▶ PROBLEM REQUIREMENTS: Reproduce every one of the records below word for word, leaving out the pictures.

** Begin TASK MATERIAL **

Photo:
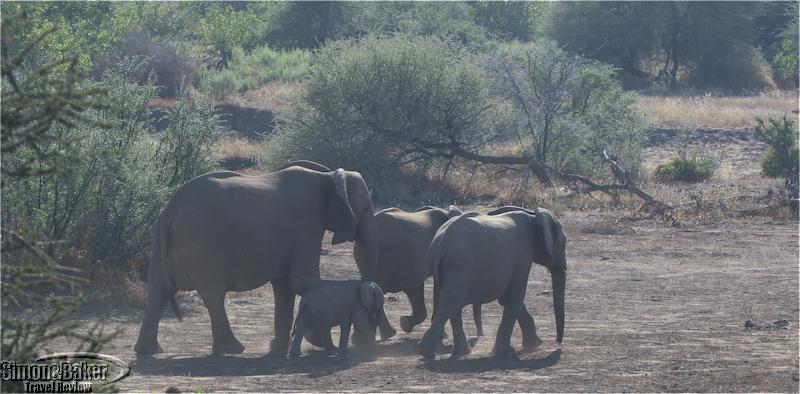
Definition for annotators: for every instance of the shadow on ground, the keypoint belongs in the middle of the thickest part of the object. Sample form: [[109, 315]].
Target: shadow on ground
[[314, 363], [451, 365]]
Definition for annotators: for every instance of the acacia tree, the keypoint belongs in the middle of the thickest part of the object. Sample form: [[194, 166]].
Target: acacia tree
[[379, 104]]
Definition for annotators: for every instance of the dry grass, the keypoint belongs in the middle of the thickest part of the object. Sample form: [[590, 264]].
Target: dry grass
[[232, 147], [710, 111], [274, 97]]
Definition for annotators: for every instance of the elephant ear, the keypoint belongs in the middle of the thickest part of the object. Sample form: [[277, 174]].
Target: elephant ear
[[346, 230], [552, 236], [367, 295], [544, 221], [453, 211]]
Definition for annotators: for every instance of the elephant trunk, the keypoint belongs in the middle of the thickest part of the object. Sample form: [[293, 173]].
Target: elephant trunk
[[559, 278], [366, 248]]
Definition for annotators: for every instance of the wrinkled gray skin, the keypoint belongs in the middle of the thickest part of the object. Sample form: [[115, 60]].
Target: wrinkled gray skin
[[480, 258], [403, 239], [337, 303], [225, 231]]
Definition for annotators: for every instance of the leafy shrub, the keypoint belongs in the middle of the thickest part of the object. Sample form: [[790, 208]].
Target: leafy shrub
[[686, 167], [35, 102], [368, 103], [742, 70], [782, 158], [566, 109], [160, 60], [224, 28], [118, 175], [248, 71]]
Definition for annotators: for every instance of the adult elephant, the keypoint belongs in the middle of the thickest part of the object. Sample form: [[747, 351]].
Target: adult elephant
[[403, 239], [480, 258], [225, 231]]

** End TASK MATERIAL **

▶ TASK RESULT:
Photo:
Definition for annotators: for every instance of the shadow on ground, the keypoint belongs in the middle of the thickest part of the object. Sample form: [[109, 315]].
Target: shadow on ground
[[314, 363], [451, 365]]
Definition for annotators: for every instance of the acacia tree, the keypoint belongs in the middle of the thickest part of the object. Sample form: [[194, 166]].
Target: acacia tree
[[379, 104]]
Definition for annotators: for every instance of the dry grass, the keypoint belongs in the middle of the thickest part of the object. Sample form: [[590, 264]].
Target: dry grass
[[232, 147], [710, 111], [274, 97]]
Definition for annotators: for every instance of the elephant ear, the keypoint belongs in the middle of the thickest part of the object. Sample form: [[277, 174]].
Target: elephant ear
[[346, 230], [552, 236], [367, 295], [544, 221], [453, 211]]
Definition for annotators: for every instance of the elephant trunk, the keypoint belongs in the middle of the thickest part of the object. Sample form: [[293, 173]].
Target: elephant trunk
[[559, 278], [366, 248]]
Definition for annotators: for every instance of the wrinkled gray skin, the keypoint belongs in the middle of the thickest part of the object. Sample form: [[115, 60]].
Target: wrinkled gray skin
[[480, 258], [403, 239], [337, 303], [225, 231]]
Definition for annotators: for every instance of the leafy shrub, the keypoint belongs in the middle of the thickest part of the object. Sample form: [[790, 208]].
Target: leafy shrub
[[686, 167], [35, 102], [368, 103], [742, 70], [782, 158], [566, 109], [160, 60], [224, 28], [118, 175], [248, 71]]
Definition for annotators: for every instance of the adult elephant, the keypoint belongs in the middle of the thickest part of the object. Sample form: [[747, 351]].
Target: adult elephant
[[403, 239], [480, 258], [225, 231]]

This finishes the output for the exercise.